> [Exercise directions] Select from the data all lines with the word "segment".
-- Records supplied follows --
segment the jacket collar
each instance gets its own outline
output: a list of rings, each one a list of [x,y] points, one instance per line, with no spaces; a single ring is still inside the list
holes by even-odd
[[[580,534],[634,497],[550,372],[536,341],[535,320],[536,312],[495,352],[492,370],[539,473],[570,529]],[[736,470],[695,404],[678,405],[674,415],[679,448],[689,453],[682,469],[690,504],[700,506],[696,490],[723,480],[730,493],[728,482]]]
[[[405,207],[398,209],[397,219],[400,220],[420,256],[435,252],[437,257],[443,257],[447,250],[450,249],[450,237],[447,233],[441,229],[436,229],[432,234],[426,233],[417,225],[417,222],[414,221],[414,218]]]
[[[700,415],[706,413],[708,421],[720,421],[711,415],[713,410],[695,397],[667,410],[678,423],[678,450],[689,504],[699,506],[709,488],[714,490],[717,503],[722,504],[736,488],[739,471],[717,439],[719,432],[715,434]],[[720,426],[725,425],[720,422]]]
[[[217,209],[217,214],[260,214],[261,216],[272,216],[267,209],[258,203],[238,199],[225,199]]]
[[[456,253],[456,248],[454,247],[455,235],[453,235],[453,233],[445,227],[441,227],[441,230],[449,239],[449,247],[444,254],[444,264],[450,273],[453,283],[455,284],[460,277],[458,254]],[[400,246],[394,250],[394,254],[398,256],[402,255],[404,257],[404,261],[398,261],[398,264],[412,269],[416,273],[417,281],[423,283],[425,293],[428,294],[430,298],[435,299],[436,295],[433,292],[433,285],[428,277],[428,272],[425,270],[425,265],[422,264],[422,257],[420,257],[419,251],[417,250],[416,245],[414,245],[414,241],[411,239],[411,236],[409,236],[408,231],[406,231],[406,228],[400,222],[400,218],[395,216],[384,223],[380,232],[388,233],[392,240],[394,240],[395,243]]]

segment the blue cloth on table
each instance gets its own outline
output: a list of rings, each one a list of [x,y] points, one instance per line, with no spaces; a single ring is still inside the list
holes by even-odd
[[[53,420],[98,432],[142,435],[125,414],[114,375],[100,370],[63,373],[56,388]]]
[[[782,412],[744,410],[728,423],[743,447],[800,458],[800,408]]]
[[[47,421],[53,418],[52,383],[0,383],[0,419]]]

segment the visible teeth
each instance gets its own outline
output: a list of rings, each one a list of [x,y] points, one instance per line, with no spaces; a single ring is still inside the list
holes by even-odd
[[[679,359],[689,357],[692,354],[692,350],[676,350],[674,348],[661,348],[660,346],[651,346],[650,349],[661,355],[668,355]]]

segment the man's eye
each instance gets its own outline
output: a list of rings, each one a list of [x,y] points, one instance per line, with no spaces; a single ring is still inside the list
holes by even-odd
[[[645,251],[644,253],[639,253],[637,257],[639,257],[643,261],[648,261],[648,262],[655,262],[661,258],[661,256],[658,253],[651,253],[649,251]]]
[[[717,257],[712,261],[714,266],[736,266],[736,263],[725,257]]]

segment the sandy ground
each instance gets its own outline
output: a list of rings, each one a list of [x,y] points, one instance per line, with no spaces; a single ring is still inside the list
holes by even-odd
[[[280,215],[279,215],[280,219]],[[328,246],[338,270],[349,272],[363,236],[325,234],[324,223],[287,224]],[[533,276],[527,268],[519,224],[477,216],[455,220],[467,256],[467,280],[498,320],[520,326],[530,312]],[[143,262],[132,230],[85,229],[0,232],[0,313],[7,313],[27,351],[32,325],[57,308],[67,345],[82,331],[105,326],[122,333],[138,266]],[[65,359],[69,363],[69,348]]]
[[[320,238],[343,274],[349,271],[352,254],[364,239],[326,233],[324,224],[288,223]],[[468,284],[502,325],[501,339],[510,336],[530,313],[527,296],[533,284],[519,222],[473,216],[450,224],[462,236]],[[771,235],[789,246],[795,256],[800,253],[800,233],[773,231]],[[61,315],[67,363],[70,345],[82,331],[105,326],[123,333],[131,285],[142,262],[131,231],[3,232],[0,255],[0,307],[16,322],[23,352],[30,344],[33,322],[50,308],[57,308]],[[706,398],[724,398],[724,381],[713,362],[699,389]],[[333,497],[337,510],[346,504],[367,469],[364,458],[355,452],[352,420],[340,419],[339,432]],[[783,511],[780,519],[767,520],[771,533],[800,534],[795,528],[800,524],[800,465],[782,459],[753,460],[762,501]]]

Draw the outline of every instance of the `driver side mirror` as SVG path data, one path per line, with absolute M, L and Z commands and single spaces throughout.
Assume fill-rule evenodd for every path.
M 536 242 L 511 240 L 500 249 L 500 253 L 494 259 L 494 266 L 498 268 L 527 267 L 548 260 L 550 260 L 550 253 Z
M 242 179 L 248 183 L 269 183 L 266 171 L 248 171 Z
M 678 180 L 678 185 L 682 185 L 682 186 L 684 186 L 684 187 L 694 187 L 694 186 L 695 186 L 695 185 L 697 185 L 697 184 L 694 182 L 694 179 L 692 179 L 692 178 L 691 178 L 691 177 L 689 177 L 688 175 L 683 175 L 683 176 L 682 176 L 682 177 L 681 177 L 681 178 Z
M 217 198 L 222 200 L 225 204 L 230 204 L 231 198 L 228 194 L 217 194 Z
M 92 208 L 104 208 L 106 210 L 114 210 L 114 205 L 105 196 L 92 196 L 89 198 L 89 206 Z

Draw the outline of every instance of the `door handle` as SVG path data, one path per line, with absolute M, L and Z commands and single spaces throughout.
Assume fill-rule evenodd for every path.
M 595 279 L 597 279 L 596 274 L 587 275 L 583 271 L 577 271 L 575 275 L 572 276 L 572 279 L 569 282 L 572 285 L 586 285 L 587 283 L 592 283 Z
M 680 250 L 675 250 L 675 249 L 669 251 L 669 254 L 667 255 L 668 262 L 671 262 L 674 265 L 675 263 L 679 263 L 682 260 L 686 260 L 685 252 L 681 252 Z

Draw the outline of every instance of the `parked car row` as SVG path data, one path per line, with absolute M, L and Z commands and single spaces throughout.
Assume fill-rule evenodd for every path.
-- Records supplied concluded --
> [Written reply]
segment the jacket collar
segment the blue cloth on table
segment the visible teeth
segment the man's eye
segment the sandy ground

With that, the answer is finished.